++++ 抽出テキスト
ほぼ鑑賞レポートなのですが、山口蓬春記念館の登録がない為こちらから失礼致します。

簡単に遠方の方向けにこちらの施設のご紹介と(※施設の回し者ではありません)、

「令和4年度 秋季特別展 山口蓬春と皇室」の感想と、11/6に同記念館で行われた呈茶会に参加致しましたのでその模様をお送りしたいと思います。



 山口蓬春記念館は、昭和23年・蓬春が55歳から亡くなるまで住んでいた邸宅を改装した小さな美術館です。旧邸宅は名建築家・吉田五十八が設計しており(同窓とか書いてありますが、写真見たり彼が出てくる箇所を読んだりするとマブダチいうやつですよね)、その部分は改装された今もかなり残っておりますので、建築好きの方にもお楽しみいただけると思います。昔の建物なのに、全体で柱が少なく、窓が大きく日の光がさんさんと差し込んでくるようなモダンな感じです。個人的に葉山の海岸が一望できる2Fからの絶景込みで、住みたいおうちNO1!です。
++++++++
• _課題一覧_:
A. 山口蓬春記念館の紹介文のうち、「簡単に遠方の方向けにこちらの施設のご紹介と(※施設の回し者ではありません)、」から「住みたいおうちNO1!です。」までを一字一句違えずに書き写してもらえますか？
B. リストの「point: yellow-green lily」を含む行から「Target: yellow-green lily pad」を含む行まで（両端の行を含む）だけを、空行を除いてMarkdownの表に変換してもらえますか？ 列名は「行番号」と「内容」にしてください。
山口蓬春記念館の紹介文とリストは、互いに独立した資料です。
++++ 演習用資料
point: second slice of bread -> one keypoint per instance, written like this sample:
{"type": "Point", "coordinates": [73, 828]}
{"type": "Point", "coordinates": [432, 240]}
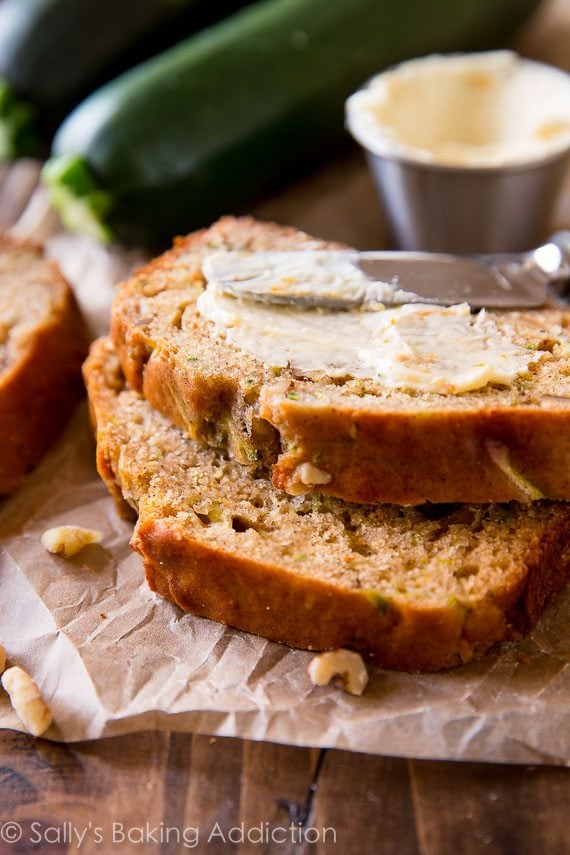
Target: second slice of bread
{"type": "Point", "coordinates": [42, 345]}
{"type": "Point", "coordinates": [413, 589]}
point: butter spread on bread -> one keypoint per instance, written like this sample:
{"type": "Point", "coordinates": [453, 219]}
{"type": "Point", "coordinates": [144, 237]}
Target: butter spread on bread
{"type": "Point", "coordinates": [414, 346]}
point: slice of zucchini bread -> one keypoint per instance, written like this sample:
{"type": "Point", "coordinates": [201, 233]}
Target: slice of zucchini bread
{"type": "Point", "coordinates": [357, 439]}
{"type": "Point", "coordinates": [410, 588]}
{"type": "Point", "coordinates": [42, 345]}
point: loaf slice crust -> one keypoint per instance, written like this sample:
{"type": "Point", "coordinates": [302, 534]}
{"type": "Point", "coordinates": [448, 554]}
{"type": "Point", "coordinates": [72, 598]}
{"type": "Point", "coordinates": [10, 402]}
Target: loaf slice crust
{"type": "Point", "coordinates": [42, 346]}
{"type": "Point", "coordinates": [410, 588]}
{"type": "Point", "coordinates": [374, 444]}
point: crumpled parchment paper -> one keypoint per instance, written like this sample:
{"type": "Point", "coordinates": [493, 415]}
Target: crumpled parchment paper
{"type": "Point", "coordinates": [110, 657]}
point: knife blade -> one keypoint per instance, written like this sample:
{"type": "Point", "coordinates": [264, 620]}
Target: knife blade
{"type": "Point", "coordinates": [336, 280]}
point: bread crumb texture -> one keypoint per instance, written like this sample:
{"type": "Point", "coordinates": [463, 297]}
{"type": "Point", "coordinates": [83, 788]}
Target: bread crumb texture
{"type": "Point", "coordinates": [375, 443]}
{"type": "Point", "coordinates": [412, 587]}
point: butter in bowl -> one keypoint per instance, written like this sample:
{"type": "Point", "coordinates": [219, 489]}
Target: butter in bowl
{"type": "Point", "coordinates": [468, 151]}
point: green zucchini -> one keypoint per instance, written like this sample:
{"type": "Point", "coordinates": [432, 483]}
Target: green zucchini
{"type": "Point", "coordinates": [54, 52]}
{"type": "Point", "coordinates": [239, 108]}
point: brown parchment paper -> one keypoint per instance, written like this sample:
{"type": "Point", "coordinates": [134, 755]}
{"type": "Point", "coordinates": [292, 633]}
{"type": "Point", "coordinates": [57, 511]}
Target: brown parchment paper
{"type": "Point", "coordinates": [110, 657]}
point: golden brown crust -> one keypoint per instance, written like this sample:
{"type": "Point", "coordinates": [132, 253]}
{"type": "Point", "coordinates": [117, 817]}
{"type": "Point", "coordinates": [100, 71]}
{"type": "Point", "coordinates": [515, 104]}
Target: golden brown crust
{"type": "Point", "coordinates": [39, 389]}
{"type": "Point", "coordinates": [388, 452]}
{"type": "Point", "coordinates": [305, 609]}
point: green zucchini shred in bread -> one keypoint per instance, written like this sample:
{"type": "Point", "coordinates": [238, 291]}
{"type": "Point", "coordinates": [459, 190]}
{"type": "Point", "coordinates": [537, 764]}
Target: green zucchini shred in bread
{"type": "Point", "coordinates": [377, 444]}
{"type": "Point", "coordinates": [410, 588]}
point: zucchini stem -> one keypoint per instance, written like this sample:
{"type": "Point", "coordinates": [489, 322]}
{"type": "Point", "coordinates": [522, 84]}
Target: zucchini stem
{"type": "Point", "coordinates": [76, 196]}
{"type": "Point", "coordinates": [18, 132]}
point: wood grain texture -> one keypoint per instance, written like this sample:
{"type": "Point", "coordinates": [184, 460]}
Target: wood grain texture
{"type": "Point", "coordinates": [183, 782]}
{"type": "Point", "coordinates": [177, 793]}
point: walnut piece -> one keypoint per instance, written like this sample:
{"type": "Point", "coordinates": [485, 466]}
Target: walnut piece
{"type": "Point", "coordinates": [34, 714]}
{"type": "Point", "coordinates": [309, 474]}
{"type": "Point", "coordinates": [68, 540]}
{"type": "Point", "coordinates": [346, 664]}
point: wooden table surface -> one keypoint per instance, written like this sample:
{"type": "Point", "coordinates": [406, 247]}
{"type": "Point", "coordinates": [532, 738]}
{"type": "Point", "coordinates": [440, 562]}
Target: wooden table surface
{"type": "Point", "coordinates": [158, 792]}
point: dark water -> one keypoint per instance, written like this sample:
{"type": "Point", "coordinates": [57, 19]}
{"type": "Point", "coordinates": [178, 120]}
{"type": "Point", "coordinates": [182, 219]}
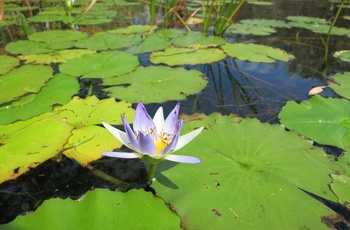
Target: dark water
{"type": "Point", "coordinates": [244, 88]}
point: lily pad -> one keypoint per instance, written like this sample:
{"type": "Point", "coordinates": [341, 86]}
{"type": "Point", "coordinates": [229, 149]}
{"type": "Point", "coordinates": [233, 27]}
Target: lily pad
{"type": "Point", "coordinates": [55, 56]}
{"type": "Point", "coordinates": [59, 90]}
{"type": "Point", "coordinates": [26, 79]}
{"type": "Point", "coordinates": [324, 120]}
{"type": "Point", "coordinates": [344, 55]}
{"type": "Point", "coordinates": [255, 182]}
{"type": "Point", "coordinates": [27, 47]}
{"type": "Point", "coordinates": [7, 63]}
{"type": "Point", "coordinates": [256, 53]}
{"type": "Point", "coordinates": [56, 36]}
{"type": "Point", "coordinates": [156, 84]}
{"type": "Point", "coordinates": [101, 65]}
{"type": "Point", "coordinates": [106, 40]}
{"type": "Point", "coordinates": [343, 84]}
{"type": "Point", "coordinates": [250, 29]}
{"type": "Point", "coordinates": [174, 56]}
{"type": "Point", "coordinates": [132, 210]}
{"type": "Point", "coordinates": [198, 40]}
{"type": "Point", "coordinates": [40, 141]}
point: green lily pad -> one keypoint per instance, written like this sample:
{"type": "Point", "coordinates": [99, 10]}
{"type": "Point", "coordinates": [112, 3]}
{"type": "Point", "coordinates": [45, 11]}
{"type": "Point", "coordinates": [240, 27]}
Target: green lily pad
{"type": "Point", "coordinates": [264, 22]}
{"type": "Point", "coordinates": [156, 84]}
{"type": "Point", "coordinates": [341, 186]}
{"type": "Point", "coordinates": [40, 141]}
{"type": "Point", "coordinates": [92, 111]}
{"type": "Point", "coordinates": [27, 47]}
{"type": "Point", "coordinates": [174, 56]}
{"type": "Point", "coordinates": [344, 55]}
{"type": "Point", "coordinates": [35, 104]}
{"type": "Point", "coordinates": [324, 120]}
{"type": "Point", "coordinates": [343, 84]}
{"type": "Point", "coordinates": [101, 209]}
{"type": "Point", "coordinates": [256, 53]}
{"type": "Point", "coordinates": [55, 56]}
{"type": "Point", "coordinates": [251, 172]}
{"type": "Point", "coordinates": [133, 29]}
{"type": "Point", "coordinates": [87, 144]}
{"type": "Point", "coordinates": [106, 40]}
{"type": "Point", "coordinates": [152, 42]}
{"type": "Point", "coordinates": [56, 36]}
{"type": "Point", "coordinates": [101, 65]}
{"type": "Point", "coordinates": [26, 79]}
{"type": "Point", "coordinates": [198, 40]}
{"type": "Point", "coordinates": [7, 63]}
{"type": "Point", "coordinates": [250, 29]}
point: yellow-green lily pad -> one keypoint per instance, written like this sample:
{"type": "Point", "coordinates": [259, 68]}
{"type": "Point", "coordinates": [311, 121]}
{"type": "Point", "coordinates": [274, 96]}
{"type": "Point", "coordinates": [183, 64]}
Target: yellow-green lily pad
{"type": "Point", "coordinates": [26, 79]}
{"type": "Point", "coordinates": [54, 56]}
{"type": "Point", "coordinates": [155, 84]}
{"type": "Point", "coordinates": [24, 145]}
{"type": "Point", "coordinates": [256, 53]}
{"type": "Point", "coordinates": [174, 56]}
{"type": "Point", "coordinates": [101, 65]}
{"type": "Point", "coordinates": [7, 63]}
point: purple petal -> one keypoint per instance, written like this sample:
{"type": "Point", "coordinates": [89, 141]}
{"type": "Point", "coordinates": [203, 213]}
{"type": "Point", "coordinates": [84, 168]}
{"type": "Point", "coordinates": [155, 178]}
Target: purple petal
{"type": "Point", "coordinates": [171, 120]}
{"type": "Point", "coordinates": [147, 145]}
{"type": "Point", "coordinates": [183, 159]}
{"type": "Point", "coordinates": [121, 155]}
{"type": "Point", "coordinates": [130, 135]}
{"type": "Point", "coordinates": [142, 121]}
{"type": "Point", "coordinates": [158, 120]}
{"type": "Point", "coordinates": [171, 146]}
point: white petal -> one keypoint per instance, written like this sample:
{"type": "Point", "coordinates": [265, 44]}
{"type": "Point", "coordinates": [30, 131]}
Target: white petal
{"type": "Point", "coordinates": [183, 159]}
{"type": "Point", "coordinates": [121, 155]}
{"type": "Point", "coordinates": [158, 119]}
{"type": "Point", "coordinates": [185, 139]}
{"type": "Point", "coordinates": [120, 135]}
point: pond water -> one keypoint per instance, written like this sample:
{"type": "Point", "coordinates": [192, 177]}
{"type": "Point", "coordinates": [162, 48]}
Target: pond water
{"type": "Point", "coordinates": [248, 89]}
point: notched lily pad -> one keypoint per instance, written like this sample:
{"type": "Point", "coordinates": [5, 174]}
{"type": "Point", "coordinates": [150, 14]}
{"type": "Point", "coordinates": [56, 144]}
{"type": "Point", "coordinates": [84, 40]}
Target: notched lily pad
{"type": "Point", "coordinates": [256, 53]}
{"type": "Point", "coordinates": [26, 79]}
{"type": "Point", "coordinates": [174, 56]}
{"type": "Point", "coordinates": [342, 85]}
{"type": "Point", "coordinates": [7, 63]}
{"type": "Point", "coordinates": [101, 65]}
{"type": "Point", "coordinates": [155, 84]}
{"type": "Point", "coordinates": [250, 178]}
{"type": "Point", "coordinates": [324, 120]}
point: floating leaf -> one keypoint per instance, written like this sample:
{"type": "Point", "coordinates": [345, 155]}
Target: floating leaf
{"type": "Point", "coordinates": [156, 84]}
{"type": "Point", "coordinates": [55, 56]}
{"type": "Point", "coordinates": [27, 47]}
{"type": "Point", "coordinates": [92, 111]}
{"type": "Point", "coordinates": [198, 40]}
{"type": "Point", "coordinates": [250, 29]}
{"type": "Point", "coordinates": [106, 40]}
{"type": "Point", "coordinates": [343, 84]}
{"type": "Point", "coordinates": [56, 36]}
{"type": "Point", "coordinates": [256, 53]}
{"type": "Point", "coordinates": [87, 144]}
{"type": "Point", "coordinates": [344, 55]}
{"type": "Point", "coordinates": [7, 63]}
{"type": "Point", "coordinates": [40, 141]}
{"type": "Point", "coordinates": [324, 120]}
{"type": "Point", "coordinates": [101, 65]}
{"type": "Point", "coordinates": [187, 56]}
{"type": "Point", "coordinates": [255, 181]}
{"type": "Point", "coordinates": [59, 90]}
{"type": "Point", "coordinates": [25, 79]}
{"type": "Point", "coordinates": [101, 209]}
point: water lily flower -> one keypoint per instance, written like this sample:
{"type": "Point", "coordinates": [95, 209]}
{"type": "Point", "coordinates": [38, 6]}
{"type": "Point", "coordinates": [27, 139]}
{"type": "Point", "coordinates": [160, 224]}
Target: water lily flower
{"type": "Point", "coordinates": [156, 138]}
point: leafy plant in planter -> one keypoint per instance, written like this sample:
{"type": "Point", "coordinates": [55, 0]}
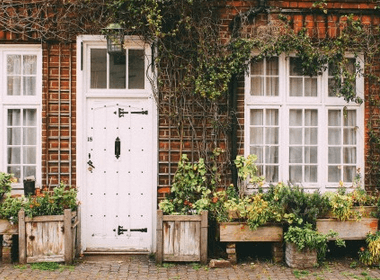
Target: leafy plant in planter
++++++++
• _課題ごとの解答_:
A.
簡単に遠方の方向けにこちらの施設のご紹介と(※施設の回し者ではありません)、

「令和4年度 秋季特別展 山口蓬春と皇室」の感想と、11/6に同記念館で行われた呈茶会に参加致しましたのでその模様をお送りしたいと思います。



 山口蓬春記念館は、昭和23年・蓬春が55歳から亡くなるまで住んでいた邸宅を改装した小さな美術館です。旧邸宅は名建築家・吉田五十八が設計しており(同窓とか書いてありますが、写真見たり彼が出てくる箇所を読んだりするとマブダチいうやつですよね)、その部分は改装された今もかなり残っておりますので、建築好きの方にもお楽しみいただけると思います。昔の建物なのに、全体で柱が少なく、窓が大きく日の光がさんさんと差し込んでくるようなモダンな感じです。個人的に葉山の海岸が一望できる2Fからの絶景込みで、住みたいおうちNO1!です。

B.
| 行番号 | 内容 |
|---|---|
| 1 | point: yellow-green lily pad -> one keypoint per instance, written like this sample: |
| 2 | {"type": "Point", "coordinates": [259, 68]} |
| 3 | {"type": "Point", "coordinates": [311, 121]} |
| 4 | {"type": "Point", "coordinates": [274, 96]} |
| 5 | {"type": "Point", "coordinates": [183, 64]} |
| 6 | Target: yellow-green lily pad |